GIVEN PASSAGE ->

·····

As a nation our net worth declined by $1.7 trillion in Q1 2008, according to the Federal Reserve's flow of funds report. That’s $1.7 Trillion! A trillion is equal to a thousand billion, or a million millions. To put this in perspective, the market capitalization of America's 3 largest companies (Exxon Mobil, GE and Wal-Mart) is less than this amount. Simply put, its like wiping out these companies in one quarter, or 4 months. This is the biggest drop in wealth since 2002 and is mainly due to declining home prices and a very sluggish stock market, resulting in steep declines across our investment and retirement accounts.

Here are some more statistics from the article that paint a very bleak picture of the economy and the country. If this trend continues the US may become an economic basket case akin to some of our South American neighbors, which we use to once upon look down for their national financial mismanagement.

The amount of equity people have in their homes fell to 46.2%, the lowest level on record. The net worth of U.S. households fell 3% to $56 trillion at the end of March.

·····

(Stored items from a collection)
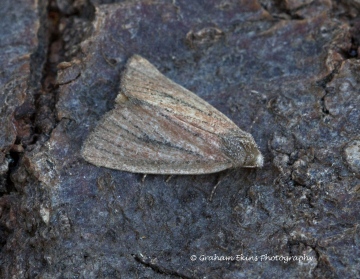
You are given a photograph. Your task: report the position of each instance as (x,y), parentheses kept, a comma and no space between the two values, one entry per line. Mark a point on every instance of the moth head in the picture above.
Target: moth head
(121,98)
(242,150)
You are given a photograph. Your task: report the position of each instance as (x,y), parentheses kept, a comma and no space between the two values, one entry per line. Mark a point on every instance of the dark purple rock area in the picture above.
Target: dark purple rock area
(288,72)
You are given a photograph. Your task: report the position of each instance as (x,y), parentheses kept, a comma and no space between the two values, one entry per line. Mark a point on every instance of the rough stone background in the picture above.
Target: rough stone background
(286,71)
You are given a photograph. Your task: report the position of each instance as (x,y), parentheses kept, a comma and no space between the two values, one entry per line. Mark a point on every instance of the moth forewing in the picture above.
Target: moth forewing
(159,127)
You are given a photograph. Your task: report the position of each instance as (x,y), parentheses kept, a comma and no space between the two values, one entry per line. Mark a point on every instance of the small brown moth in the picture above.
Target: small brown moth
(159,127)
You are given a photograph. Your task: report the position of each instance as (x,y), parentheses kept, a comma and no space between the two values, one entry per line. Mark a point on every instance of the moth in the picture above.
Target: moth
(159,127)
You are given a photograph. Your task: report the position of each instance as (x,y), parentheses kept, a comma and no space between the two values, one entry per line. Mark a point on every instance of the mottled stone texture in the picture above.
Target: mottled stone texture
(286,72)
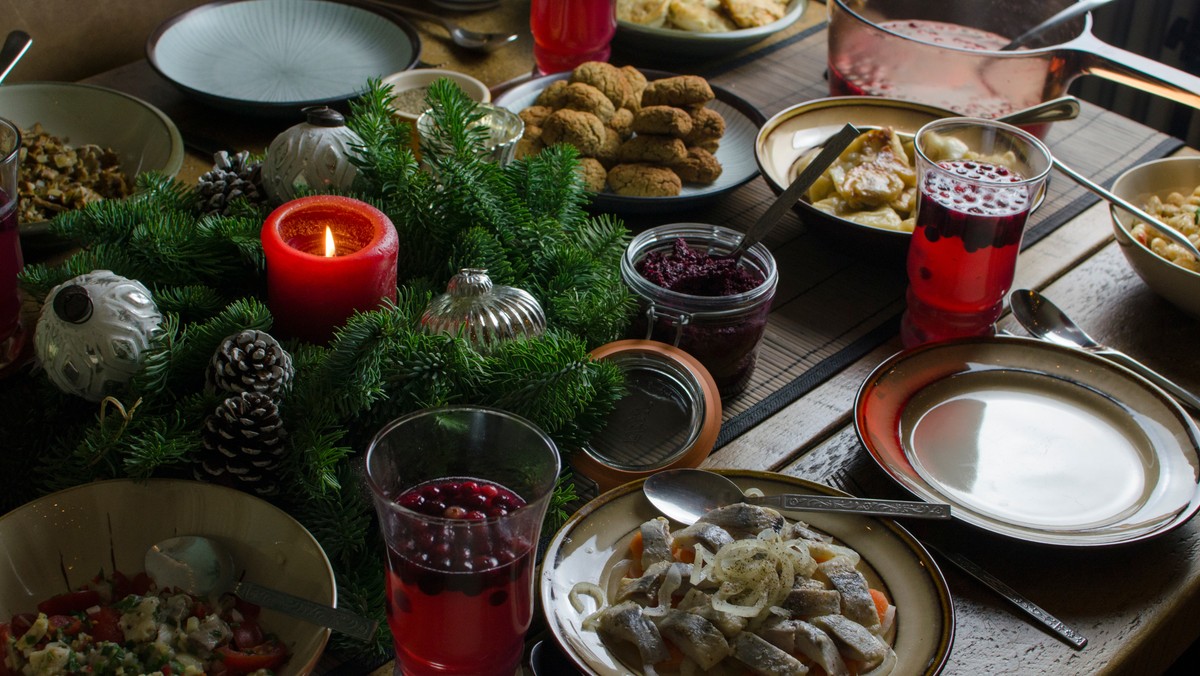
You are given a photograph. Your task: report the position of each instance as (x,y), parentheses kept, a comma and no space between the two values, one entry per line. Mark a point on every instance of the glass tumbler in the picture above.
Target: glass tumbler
(461,494)
(977,180)
(12,335)
(568,33)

·····

Transcribe the text above about the fall in U.S. net worth, from "The amount of" to "end of March.".

The amount of equity people have in their homes fell to 46.2%, the lowest level on record. The net worth of U.S. households fell 3% to $56 trillion at the end of March.